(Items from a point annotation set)
— Start —

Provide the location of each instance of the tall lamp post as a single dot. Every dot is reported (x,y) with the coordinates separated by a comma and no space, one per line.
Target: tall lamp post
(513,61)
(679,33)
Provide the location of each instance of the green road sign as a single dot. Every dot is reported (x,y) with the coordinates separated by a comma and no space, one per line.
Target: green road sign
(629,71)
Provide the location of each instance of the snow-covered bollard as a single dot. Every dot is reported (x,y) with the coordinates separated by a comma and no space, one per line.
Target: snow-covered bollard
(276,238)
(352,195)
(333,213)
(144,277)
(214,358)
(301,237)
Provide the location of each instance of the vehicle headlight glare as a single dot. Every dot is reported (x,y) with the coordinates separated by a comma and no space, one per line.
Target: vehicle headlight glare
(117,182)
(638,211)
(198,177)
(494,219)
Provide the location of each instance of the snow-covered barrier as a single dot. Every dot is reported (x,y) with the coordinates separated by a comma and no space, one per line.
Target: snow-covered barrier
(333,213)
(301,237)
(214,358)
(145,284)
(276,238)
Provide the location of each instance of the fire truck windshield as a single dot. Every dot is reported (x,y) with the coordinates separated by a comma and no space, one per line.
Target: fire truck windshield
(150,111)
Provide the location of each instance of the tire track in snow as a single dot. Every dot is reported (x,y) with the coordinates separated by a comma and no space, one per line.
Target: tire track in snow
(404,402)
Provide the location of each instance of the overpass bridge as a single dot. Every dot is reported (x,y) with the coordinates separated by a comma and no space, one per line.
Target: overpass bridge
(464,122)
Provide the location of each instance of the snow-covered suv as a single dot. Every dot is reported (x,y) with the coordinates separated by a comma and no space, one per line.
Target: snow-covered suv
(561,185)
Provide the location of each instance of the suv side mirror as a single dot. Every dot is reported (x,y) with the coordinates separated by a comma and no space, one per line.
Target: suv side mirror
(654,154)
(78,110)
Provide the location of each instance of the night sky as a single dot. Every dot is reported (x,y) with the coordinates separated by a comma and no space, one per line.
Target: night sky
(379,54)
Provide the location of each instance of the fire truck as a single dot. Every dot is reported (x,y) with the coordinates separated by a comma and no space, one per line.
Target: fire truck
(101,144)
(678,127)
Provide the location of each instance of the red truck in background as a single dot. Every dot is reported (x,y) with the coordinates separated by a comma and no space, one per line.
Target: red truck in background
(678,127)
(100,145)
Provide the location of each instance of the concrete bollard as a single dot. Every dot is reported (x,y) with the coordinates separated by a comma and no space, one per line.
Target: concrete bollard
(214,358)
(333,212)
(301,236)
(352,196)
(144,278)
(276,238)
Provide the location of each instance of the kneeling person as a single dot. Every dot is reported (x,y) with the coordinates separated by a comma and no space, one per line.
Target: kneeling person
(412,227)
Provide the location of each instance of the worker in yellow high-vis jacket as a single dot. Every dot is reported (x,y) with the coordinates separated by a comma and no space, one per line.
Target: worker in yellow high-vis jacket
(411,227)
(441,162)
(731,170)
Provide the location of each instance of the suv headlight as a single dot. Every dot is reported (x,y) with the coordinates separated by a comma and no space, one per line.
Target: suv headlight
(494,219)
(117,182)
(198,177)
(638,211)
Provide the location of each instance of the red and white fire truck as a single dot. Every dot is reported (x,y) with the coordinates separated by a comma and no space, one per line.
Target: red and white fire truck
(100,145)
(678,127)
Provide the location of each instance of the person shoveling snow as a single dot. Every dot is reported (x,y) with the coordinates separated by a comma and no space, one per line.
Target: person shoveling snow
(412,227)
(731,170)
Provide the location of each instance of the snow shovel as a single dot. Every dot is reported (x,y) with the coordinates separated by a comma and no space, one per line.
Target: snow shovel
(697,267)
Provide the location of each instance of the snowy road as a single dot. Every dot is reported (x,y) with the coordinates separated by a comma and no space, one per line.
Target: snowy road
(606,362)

— End —

REQUIRED WORK ->
Put everything from the item whose line contains "Provide the location of each instance of the snowy" down to the final item into a two-column CSV with the headers instruction and points. Use one row per item, wrap each field in quotes, and replace line breaks with spaces.

THE RESPONSE ->
instruction,points
"Provide the location of each instance of the snowy road as a single dot. Every dot is reported (x,y) with the coordinates separated by a comma and no space, one per line. Target: snowy road","(606,362)"